Stored data entries:
****************
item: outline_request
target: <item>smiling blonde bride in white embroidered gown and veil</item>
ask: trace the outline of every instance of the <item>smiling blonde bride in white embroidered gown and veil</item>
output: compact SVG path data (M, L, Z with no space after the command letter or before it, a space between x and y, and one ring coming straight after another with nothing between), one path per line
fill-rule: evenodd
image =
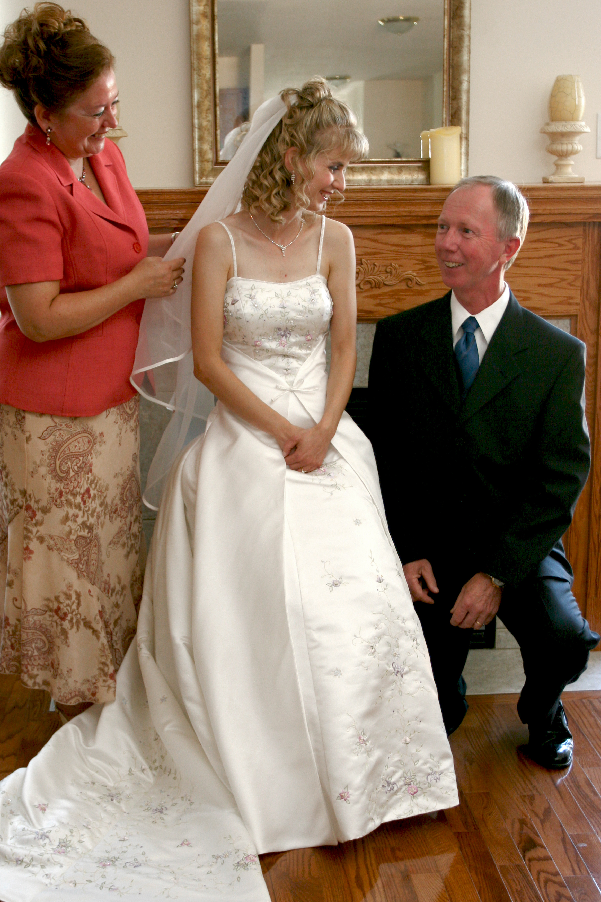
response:
M147 305L142 391L160 400L178 363L150 482L210 397L192 356L219 400L168 474L114 704L0 783L3 902L259 902L259 852L458 804L371 446L343 412L352 238L319 214L365 139L321 79L282 97L174 245L189 271L196 244L193 278Z

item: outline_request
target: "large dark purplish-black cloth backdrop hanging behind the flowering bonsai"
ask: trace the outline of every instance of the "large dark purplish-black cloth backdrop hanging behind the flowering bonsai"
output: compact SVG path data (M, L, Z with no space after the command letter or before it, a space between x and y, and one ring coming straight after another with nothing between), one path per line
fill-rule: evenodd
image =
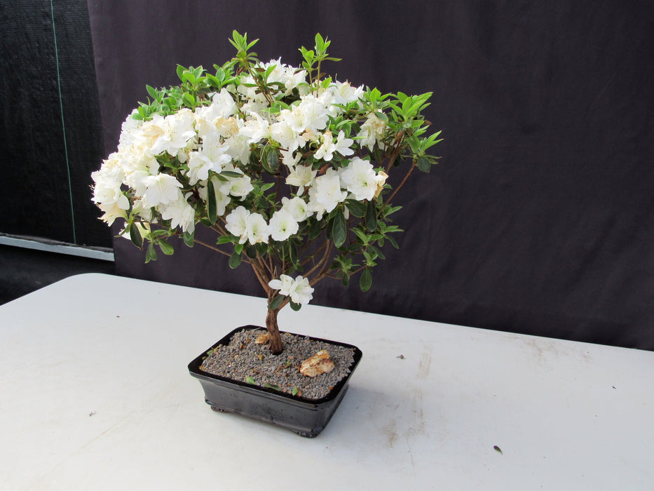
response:
M294 65L320 32L343 58L325 67L338 79L434 91L442 163L401 191L400 251L366 294L323 282L313 303L654 349L650 1L88 6L107 153L146 83L231 58L232 29ZM250 270L197 247L151 264L114 248L120 274L261 295Z

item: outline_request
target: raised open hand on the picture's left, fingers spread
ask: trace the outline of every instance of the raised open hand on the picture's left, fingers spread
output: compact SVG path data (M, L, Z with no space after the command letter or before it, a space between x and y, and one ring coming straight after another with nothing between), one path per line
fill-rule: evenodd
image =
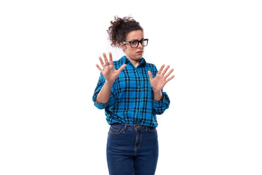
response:
M120 72L126 67L126 64L121 65L119 69L115 69L113 65L112 53L109 52L109 62L105 53L103 53L103 57L104 61L101 56L98 57L103 68L101 68L98 64L96 64L96 67L101 71L108 82L113 83Z

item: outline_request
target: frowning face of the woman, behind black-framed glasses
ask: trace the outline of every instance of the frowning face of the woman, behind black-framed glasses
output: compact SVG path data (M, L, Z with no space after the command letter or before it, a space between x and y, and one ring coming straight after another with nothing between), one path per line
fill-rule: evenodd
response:
M144 33L141 30L130 31L126 36L126 41L141 40L144 38ZM120 43L121 48L126 54L126 57L137 66L144 54L144 46L141 43L136 48L132 48L129 43Z

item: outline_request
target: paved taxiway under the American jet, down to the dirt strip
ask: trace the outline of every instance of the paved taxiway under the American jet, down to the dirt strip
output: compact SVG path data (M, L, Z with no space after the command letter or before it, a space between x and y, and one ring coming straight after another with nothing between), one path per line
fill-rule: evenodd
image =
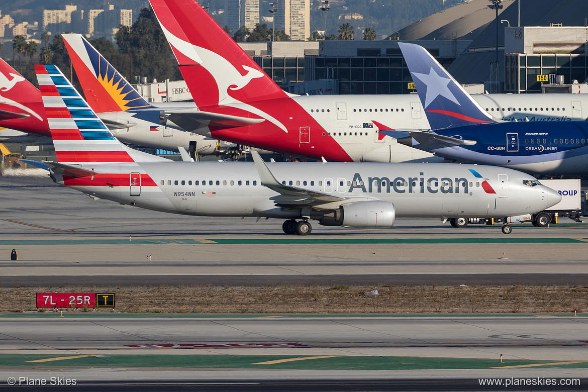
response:
M39 169L40 170L40 169ZM57 186L43 170L0 176L0 284L583 284L588 227L454 229L399 219L385 230L172 215ZM12 262L12 249L19 260ZM149 257L149 259L148 259Z

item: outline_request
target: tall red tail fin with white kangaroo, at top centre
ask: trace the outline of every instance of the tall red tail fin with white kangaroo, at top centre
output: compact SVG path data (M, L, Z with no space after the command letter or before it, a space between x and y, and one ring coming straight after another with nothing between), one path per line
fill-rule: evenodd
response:
M288 96L193 0L149 0L197 106Z

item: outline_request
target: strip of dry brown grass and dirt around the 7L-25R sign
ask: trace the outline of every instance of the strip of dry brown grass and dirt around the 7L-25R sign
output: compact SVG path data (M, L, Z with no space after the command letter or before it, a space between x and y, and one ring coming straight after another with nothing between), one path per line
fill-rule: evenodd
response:
M0 288L0 311L35 310L35 294L115 293L123 313L570 313L588 286L148 286ZM78 309L76 311L85 311ZM100 309L98 311L112 311Z

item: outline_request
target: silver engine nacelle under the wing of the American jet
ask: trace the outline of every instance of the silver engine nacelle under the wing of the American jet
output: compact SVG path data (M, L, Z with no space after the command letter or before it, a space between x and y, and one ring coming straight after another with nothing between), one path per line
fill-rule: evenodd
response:
M394 205L382 200L369 200L341 206L342 226L356 227L392 227L396 218Z

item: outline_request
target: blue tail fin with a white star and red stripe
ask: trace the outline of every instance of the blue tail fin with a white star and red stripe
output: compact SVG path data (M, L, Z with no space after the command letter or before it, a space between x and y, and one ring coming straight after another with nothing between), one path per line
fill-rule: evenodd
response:
M412 75L431 129L496 122L425 48L403 42L399 42L398 46Z

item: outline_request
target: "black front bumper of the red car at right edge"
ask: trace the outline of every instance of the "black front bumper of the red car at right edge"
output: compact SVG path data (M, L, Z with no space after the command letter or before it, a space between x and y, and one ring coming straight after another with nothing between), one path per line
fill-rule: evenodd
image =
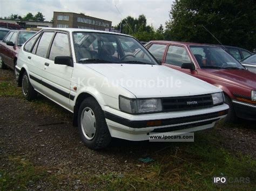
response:
M235 114L238 117L256 121L256 105L237 100L232 100Z

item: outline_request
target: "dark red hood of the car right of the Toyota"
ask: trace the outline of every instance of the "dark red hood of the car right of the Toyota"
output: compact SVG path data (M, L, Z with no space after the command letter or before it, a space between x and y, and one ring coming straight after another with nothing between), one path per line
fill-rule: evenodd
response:
M223 81L242 86L244 88L256 90L256 74L248 70L240 69L211 69L208 70L212 75L218 76Z

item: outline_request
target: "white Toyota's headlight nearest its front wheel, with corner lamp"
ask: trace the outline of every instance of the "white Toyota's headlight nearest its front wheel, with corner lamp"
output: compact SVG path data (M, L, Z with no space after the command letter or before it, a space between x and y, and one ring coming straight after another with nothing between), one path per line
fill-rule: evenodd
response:
M130 99L119 96L119 109L129 114L142 114L162 110L161 99Z

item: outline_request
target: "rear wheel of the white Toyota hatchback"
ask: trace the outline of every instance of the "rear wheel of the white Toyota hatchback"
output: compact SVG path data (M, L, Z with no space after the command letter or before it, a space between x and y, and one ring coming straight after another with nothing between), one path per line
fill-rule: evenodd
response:
M35 100L37 97L37 92L36 90L32 87L30 81L29 81L29 76L26 72L24 72L22 76L22 93L26 100L32 101Z

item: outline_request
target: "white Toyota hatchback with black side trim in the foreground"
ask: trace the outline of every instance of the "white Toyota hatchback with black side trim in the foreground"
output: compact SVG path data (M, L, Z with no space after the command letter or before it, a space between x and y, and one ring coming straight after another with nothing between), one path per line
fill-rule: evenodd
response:
M228 110L220 89L159 65L136 39L118 33L41 30L22 46L16 76L27 100L40 93L73 112L92 149L111 137L212 128Z

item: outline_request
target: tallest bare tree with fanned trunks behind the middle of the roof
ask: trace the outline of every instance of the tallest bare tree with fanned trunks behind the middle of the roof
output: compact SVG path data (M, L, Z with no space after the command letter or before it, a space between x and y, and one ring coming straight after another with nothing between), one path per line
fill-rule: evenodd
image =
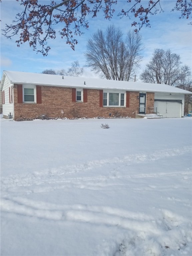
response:
M87 42L87 67L101 78L129 81L142 59L141 36L128 32L123 40L120 28L97 30Z

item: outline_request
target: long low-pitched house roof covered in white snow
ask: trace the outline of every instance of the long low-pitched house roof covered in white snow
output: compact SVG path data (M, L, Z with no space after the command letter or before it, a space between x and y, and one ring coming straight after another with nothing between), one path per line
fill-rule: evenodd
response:
M61 75L49 75L42 73L27 73L17 71L3 71L1 90L5 75L11 83L17 84L35 84L58 87L82 87L90 89L113 89L127 91L145 91L145 92L167 92L192 94L189 91L179 89L166 84L152 84L143 82L127 82L117 80L107 80L100 78L72 77Z

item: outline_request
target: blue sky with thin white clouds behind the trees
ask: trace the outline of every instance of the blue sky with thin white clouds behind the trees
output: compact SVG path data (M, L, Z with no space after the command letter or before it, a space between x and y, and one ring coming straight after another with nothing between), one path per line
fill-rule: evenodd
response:
M42 1L42 0L41 0ZM142 0L143 1L143 0ZM189 20L179 19L179 12L171 12L176 0L161 0L161 6L164 13L158 13L155 16L150 16L151 28L143 27L140 34L142 36L143 46L143 61L141 69L149 62L154 52L154 49L161 48L164 50L170 49L173 53L179 54L183 65L192 66L192 26L188 25ZM50 40L51 50L48 56L43 57L40 53L36 54L28 43L17 47L15 40L10 40L1 35L1 65L0 73L2 76L3 70L24 71L41 73L45 69L68 69L71 63L78 60L81 67L86 64L84 52L86 51L87 39L97 31L97 29L105 30L108 25L115 24L120 27L126 36L129 30L132 30L131 23L133 18L120 19L117 17L118 10L127 9L127 1L119 1L115 7L116 12L111 21L105 20L100 14L97 18L89 20L89 30L85 34L77 37L78 44L73 51L67 45L64 39L58 35L55 40ZM19 2L15 0L2 0L1 7L1 29L5 23L10 24L12 19L21 10ZM59 30L60 27L57 29ZM85 69L83 76L94 76L89 69ZM137 79L139 78L139 73Z

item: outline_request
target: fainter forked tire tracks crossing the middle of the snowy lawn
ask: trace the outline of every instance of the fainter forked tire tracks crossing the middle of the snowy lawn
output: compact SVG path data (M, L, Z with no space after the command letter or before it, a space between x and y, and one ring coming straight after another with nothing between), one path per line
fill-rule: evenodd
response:
M125 163L126 165L131 164L140 164L140 163L147 163L150 161L156 161L158 159L173 157L183 155L185 153L191 152L191 147L182 147L182 148L174 148L174 149L166 149L166 150L159 150L155 151L152 154L133 154L124 156L122 158L113 157L108 159L101 159L101 160L93 160L86 162L85 164L77 164L77 165L68 165L65 167L55 168L51 170L44 170L44 171L36 171L32 174L28 175L10 175L9 177L1 177L1 189L6 190L11 187L29 187L29 186L39 186L44 184L59 184L64 183L77 183L80 181L103 181L106 179L117 179L117 178L145 178L145 177L159 177L159 176L174 176L180 174L180 172L174 173L154 173L154 174L140 174L140 175L117 175L117 176L96 176L96 177L78 177L78 178L66 178L66 174L78 173L78 172L87 172L94 168L105 168L107 165L111 165L113 163ZM184 173L182 173L184 174ZM186 172L185 174L189 174ZM64 176L62 178L62 176ZM57 177L57 178L56 178Z

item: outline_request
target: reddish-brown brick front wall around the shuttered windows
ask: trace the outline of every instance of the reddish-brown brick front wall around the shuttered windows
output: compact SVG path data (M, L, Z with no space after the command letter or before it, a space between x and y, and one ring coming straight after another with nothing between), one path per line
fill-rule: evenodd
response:
M87 102L72 102L72 88L42 86L41 104L17 103L17 85L14 86L14 119L35 118L42 114L48 117L109 117L129 116L135 118L139 107L139 92L130 92L129 107L100 107L99 90L87 90ZM150 98L152 95L150 96ZM152 102L147 100L147 104ZM153 95L154 104L154 95ZM61 113L63 110L64 114Z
****************
(Work to complete) Would you please return all lines of the data that include the word "framed"?

(Your response)
target: frowning face of the woman, behind black-framed glasses
ask: trace the outline of every instance of the frowning face of the woman, behind black-framed glasses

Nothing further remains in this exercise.